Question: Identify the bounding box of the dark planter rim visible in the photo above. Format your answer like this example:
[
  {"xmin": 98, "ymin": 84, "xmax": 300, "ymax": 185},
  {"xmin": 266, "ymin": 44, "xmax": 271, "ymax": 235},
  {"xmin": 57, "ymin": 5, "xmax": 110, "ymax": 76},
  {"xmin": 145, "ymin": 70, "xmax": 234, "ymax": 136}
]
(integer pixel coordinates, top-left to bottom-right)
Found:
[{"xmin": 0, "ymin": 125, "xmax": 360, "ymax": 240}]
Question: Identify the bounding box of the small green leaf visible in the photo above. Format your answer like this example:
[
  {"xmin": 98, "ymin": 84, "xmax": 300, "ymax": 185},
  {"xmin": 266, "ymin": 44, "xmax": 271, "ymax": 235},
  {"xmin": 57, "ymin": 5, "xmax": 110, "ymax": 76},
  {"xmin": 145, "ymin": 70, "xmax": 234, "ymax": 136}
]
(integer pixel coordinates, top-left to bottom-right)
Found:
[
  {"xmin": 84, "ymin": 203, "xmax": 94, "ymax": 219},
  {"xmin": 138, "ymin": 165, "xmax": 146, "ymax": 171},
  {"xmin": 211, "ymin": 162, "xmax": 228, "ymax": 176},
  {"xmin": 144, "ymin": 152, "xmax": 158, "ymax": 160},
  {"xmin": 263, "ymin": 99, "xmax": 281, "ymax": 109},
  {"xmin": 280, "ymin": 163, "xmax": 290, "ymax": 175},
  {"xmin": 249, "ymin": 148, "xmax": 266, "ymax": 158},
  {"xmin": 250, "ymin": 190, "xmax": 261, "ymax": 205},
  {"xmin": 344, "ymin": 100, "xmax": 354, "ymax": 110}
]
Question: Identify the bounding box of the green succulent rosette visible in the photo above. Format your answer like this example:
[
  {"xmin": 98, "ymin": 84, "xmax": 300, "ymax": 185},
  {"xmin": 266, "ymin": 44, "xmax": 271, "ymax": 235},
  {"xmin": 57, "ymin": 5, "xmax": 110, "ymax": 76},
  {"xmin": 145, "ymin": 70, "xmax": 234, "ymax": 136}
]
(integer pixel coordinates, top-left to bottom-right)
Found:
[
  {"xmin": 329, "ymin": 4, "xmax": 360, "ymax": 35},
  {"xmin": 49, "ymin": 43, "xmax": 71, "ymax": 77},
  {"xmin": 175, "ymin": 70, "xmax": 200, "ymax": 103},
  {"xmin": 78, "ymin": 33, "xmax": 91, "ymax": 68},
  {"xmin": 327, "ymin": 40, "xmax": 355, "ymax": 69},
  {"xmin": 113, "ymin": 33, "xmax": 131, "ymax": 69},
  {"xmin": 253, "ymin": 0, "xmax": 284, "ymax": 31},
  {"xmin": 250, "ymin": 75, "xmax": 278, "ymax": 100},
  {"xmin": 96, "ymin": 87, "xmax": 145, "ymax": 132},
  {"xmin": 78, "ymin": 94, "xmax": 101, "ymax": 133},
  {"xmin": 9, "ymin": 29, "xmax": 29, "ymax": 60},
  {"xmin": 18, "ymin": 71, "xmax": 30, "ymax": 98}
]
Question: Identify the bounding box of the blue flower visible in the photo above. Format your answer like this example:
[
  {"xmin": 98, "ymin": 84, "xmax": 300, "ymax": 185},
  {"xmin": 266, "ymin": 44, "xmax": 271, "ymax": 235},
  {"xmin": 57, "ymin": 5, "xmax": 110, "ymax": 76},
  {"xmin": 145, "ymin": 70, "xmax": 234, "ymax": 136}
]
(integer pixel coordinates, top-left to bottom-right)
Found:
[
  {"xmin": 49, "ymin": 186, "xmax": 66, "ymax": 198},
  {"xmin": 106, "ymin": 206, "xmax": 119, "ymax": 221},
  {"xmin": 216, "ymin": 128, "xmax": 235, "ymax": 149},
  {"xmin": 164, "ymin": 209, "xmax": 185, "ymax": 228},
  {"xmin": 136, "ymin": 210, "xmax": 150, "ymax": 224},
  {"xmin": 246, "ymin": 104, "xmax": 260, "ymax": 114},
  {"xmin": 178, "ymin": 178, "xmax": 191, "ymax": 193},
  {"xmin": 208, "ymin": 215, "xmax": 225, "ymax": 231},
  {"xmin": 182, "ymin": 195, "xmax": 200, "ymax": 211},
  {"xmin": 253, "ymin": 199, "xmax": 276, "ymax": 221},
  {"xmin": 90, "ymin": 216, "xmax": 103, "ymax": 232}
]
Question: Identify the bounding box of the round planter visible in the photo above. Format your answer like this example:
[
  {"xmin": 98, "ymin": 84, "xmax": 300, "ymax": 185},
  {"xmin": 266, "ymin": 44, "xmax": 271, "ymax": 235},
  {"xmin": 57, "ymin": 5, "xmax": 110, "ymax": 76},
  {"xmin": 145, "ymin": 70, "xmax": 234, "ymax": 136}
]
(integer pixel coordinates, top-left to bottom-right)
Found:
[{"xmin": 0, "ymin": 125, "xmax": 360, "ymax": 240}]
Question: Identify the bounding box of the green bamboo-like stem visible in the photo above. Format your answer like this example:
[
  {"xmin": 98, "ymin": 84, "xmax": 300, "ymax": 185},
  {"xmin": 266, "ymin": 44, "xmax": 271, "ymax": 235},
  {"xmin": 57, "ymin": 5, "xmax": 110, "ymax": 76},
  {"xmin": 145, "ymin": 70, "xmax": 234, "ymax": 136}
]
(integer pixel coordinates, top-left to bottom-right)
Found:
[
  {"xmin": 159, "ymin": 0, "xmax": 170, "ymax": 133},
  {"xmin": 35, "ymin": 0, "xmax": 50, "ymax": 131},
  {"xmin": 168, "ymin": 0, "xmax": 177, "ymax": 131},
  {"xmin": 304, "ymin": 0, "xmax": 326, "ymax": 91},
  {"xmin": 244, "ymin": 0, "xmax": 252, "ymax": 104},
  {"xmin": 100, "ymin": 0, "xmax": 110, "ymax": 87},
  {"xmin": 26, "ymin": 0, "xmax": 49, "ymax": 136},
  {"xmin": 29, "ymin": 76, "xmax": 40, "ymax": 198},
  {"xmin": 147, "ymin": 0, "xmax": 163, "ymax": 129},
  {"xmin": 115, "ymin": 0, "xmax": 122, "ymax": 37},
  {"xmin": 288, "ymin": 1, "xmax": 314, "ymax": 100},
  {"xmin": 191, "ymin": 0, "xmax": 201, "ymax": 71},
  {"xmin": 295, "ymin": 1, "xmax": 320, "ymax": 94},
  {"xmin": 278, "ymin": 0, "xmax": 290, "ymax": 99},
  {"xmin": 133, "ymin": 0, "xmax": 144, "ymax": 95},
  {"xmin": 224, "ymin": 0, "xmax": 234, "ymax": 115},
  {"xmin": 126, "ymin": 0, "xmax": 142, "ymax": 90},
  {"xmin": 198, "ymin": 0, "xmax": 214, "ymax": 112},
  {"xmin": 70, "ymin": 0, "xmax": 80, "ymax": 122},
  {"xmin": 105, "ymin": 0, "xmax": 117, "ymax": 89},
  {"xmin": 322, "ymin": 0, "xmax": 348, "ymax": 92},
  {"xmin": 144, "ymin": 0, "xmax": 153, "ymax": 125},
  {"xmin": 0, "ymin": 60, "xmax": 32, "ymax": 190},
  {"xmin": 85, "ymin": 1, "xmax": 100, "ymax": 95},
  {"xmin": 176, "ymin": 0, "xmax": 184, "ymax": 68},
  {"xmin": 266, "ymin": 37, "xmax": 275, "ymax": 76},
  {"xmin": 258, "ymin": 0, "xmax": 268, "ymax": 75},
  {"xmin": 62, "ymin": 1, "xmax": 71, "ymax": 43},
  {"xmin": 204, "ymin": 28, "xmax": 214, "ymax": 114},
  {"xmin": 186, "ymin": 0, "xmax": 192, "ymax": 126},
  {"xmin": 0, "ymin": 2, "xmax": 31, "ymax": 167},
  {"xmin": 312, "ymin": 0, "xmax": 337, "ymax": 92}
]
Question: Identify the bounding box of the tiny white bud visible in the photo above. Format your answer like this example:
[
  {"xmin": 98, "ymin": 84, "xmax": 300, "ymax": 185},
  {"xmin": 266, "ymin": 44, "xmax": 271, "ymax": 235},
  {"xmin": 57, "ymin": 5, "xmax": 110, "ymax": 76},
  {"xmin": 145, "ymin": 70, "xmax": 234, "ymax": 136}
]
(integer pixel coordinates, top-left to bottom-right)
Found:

--------------------------------

> [Requirements]
Recast the lines of the material as a JSON list of strings, from the line containing "Question: Identify the bounding box of the tiny" through the last line, inclusive. Use one string per line and omit any blank lines.

> [Worked solution]
[
  "Question: Identify the bounding box of the tiny white bud visible in the photo above. Format your answer like this example:",
  "[",
  "  {\"xmin\": 98, \"ymin\": 84, \"xmax\": 300, \"ymax\": 185},",
  "  {\"xmin\": 266, \"ymin\": 44, \"xmax\": 271, \"ymax\": 235},",
  "  {\"xmin\": 57, \"ymin\": 5, \"xmax\": 110, \"ymax\": 76},",
  "  {\"xmin\": 145, \"ymin\": 70, \"xmax\": 234, \"ymax\": 136}",
  "]",
  "(integer pixel coordinates, top-left to bottom-right)",
  "Found:"
]